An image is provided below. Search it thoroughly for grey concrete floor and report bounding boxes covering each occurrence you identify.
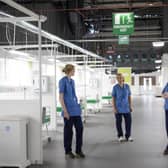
[29,95,168,168]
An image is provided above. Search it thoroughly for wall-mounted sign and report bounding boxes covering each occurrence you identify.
[118,35,129,45]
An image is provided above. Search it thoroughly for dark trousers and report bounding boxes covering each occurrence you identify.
[165,110,168,150]
[64,116,83,154]
[165,110,168,137]
[115,113,132,139]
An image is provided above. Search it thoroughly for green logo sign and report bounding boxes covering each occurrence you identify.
[118,35,129,45]
[112,13,134,35]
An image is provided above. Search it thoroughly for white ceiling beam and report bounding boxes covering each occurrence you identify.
[56,60,105,64]
[100,26,161,31]
[0,0,46,21]
[25,52,88,58]
[83,31,161,38]
[56,55,88,58]
[69,37,168,43]
[0,16,42,22]
[0,44,59,50]
[88,64,113,67]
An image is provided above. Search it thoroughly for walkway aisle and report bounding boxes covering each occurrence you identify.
[31,96,168,168]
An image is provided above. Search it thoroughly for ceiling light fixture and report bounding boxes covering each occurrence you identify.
[152,41,165,47]
[149,3,153,6]
[155,66,161,69]
[9,50,29,57]
[155,59,162,63]
[48,58,61,63]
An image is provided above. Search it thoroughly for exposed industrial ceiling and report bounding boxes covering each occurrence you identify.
[0,0,168,73]
[72,0,167,74]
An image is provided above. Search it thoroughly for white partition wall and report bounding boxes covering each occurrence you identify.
[0,57,33,100]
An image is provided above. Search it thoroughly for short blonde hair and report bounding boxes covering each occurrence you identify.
[62,64,75,75]
[116,73,123,77]
[116,73,124,81]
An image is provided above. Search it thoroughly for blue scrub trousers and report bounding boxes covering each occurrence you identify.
[115,113,132,139]
[64,116,83,154]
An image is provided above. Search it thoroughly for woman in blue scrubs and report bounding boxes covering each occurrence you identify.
[59,64,85,159]
[162,82,168,155]
[112,73,133,142]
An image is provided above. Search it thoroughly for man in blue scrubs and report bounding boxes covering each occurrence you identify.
[112,73,133,142]
[162,82,168,155]
[59,64,85,158]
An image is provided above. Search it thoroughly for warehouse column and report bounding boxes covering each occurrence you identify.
[161,0,168,87]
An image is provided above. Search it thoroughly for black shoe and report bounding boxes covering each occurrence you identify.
[65,152,75,159]
[163,148,168,155]
[76,151,85,158]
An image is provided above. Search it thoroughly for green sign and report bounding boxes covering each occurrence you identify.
[112,13,134,35]
[118,35,129,45]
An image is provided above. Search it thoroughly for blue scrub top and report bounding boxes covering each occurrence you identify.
[59,76,81,116]
[162,83,168,110]
[112,83,131,113]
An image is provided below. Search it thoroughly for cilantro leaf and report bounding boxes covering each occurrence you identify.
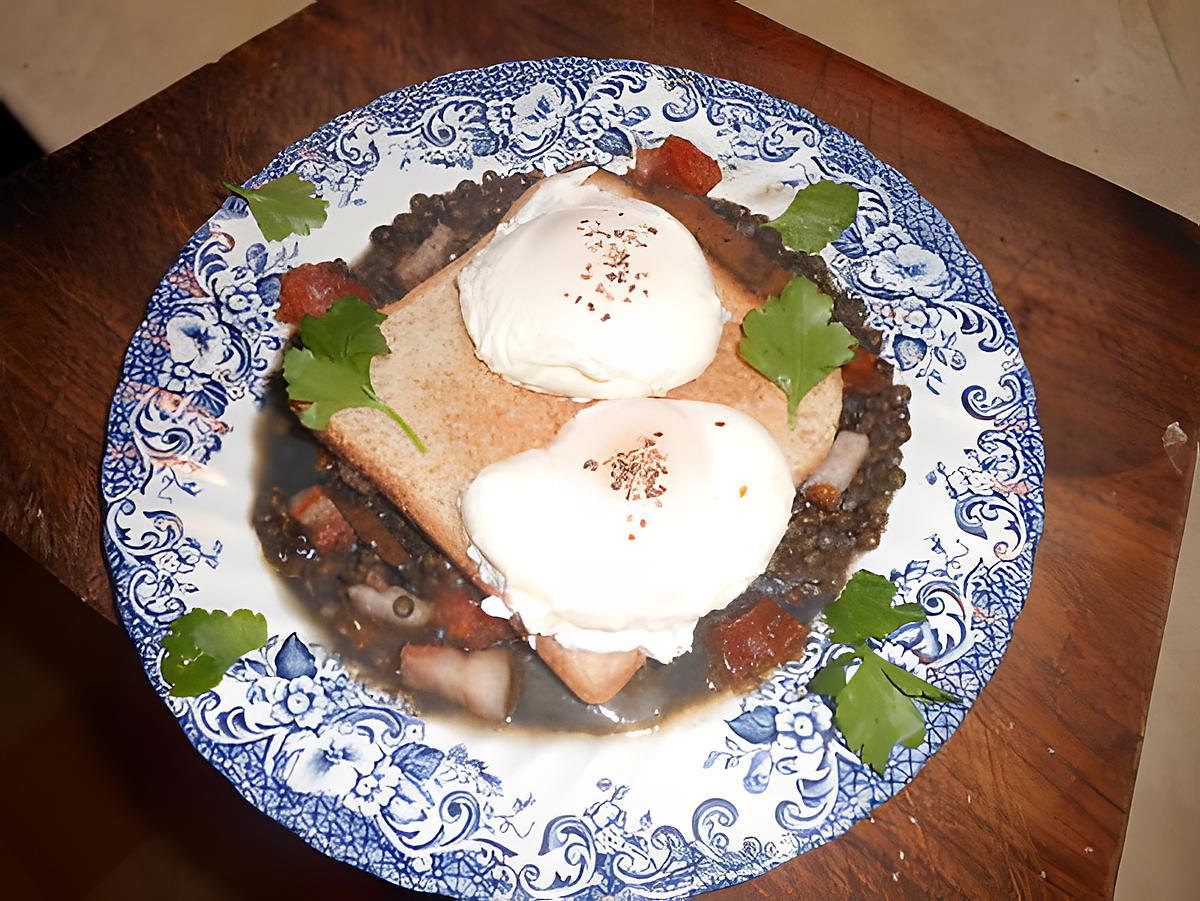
[823,570,926,646]
[808,651,856,696]
[223,173,329,241]
[762,179,859,253]
[282,296,426,452]
[805,571,963,775]
[283,347,373,427]
[160,608,268,697]
[738,276,856,426]
[298,295,391,362]
[876,654,962,705]
[832,650,929,773]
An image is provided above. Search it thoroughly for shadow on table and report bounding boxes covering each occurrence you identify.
[0,535,434,900]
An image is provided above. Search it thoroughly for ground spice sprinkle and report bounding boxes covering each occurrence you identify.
[583,434,669,503]
[571,216,658,319]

━━━

WORK ORDER: Quote every line of the records above exactly; no picture is to be copied.

TASK RESPONSE:
An image is provided below. Search it thoroughly for grey concrete floor and report bounding boxes covering each occurrence you identify.
[29,95,168,168]
An image is provided above. Search it thoroughly for wall-mounted sign and report bounding boxes covering each occurrence you identify.
[118,35,129,45]
An image is provided above. Search it thoroughly for dark trousers and report bounding boxes covering each occurrence you identify.
[165,110,168,150]
[64,116,83,154]
[165,110,168,137]
[115,113,132,139]
An image is provided above. Search it thoroughly for green logo sign and report bounding boxes covering each occurrence you identify.
[118,35,129,45]
[112,13,134,35]
An image is provided above. Search it thoroughly for white ceiling beam and report bounding boxes covering each occurrence you identify.
[56,60,105,64]
[100,26,161,31]
[0,0,46,21]
[25,52,88,58]
[83,31,161,38]
[56,55,88,58]
[69,37,168,43]
[0,16,42,22]
[0,44,59,50]
[88,64,113,67]
An image is provided above. Search it thoroughly for walkway aisle and report bounding boxes covering each occurrence you identify.
[31,96,168,168]
An image is provided above. Search it thoroughly for ceiling light fixture and report bounding boxes covering each occurrence you identify.
[152,41,165,47]
[149,3,153,6]
[155,66,161,69]
[9,50,29,57]
[155,59,162,63]
[48,58,61,63]
An image is provided above. Search it thoroughly for exposed industrial ceiling and report bounding boxes covering each occurrence you identify.
[0,0,168,73]
[72,0,167,74]
An image is provided above. Search it thoroughly for white partition wall and report bounding boxes covering each occurrence you identify.
[0,57,33,100]
An image is provided above. Search it thoroughly for short blonde hair and report bounding boxes covering each occurrence you identify.
[62,64,75,75]
[116,73,123,77]
[116,73,124,81]
An image is provided above. Search it thoroughly for blue scrub trousers and report bounding boxes covering each occurrence you identify.
[115,113,132,139]
[64,116,83,154]
An image is provided above. Search it thoroughly for woman in blue scrubs and report bounding boxes covering each occurrence you identify.
[59,64,85,159]
[162,82,168,155]
[112,73,133,142]
An image is provided above. Search it thoroughly for man in blue scrubs and report bounding boxes covering each occurrence you identify.
[112,73,133,142]
[162,82,168,155]
[59,64,85,158]
An image is provided above. Search it thoroughly for warehouse column and report bounding boxes covering each occurrence you identify.
[161,0,168,87]
An image is provided above. Search it thoroughly for black shoe and report bounding boxes covering each occurrence you identify.
[65,152,75,159]
[163,148,168,155]
[76,151,85,158]
An image is provided above. Search it thoroughly for green sign and report bounding boxes covering each occurrence you identify.
[112,13,134,35]
[118,35,129,45]
An image is provided above. Search it thoroughly for blue scrub top and report bounding boxes covering each occurrence you identify.
[59,76,81,116]
[162,83,168,110]
[112,83,131,113]
An image is provided below. Search it thoroughly for cilantro leaf and report bounding boxes covering each occurrence you identify.
[823,570,926,646]
[808,651,856,696]
[223,173,329,241]
[762,179,859,253]
[282,296,426,452]
[805,571,963,775]
[283,347,373,427]
[160,608,268,697]
[738,276,856,426]
[298,295,391,362]
[876,654,962,705]
[832,650,929,773]
An image is provided above. Search it thoroughly for shadow on table and report bounding boxes covering each occurrence you identify.
[0,535,434,900]
An image is provided above. Search it thoroughly for ground spice sprinkle and report bounding boxes covering each occurrence you identify.
[583,434,669,503]
[571,216,658,319]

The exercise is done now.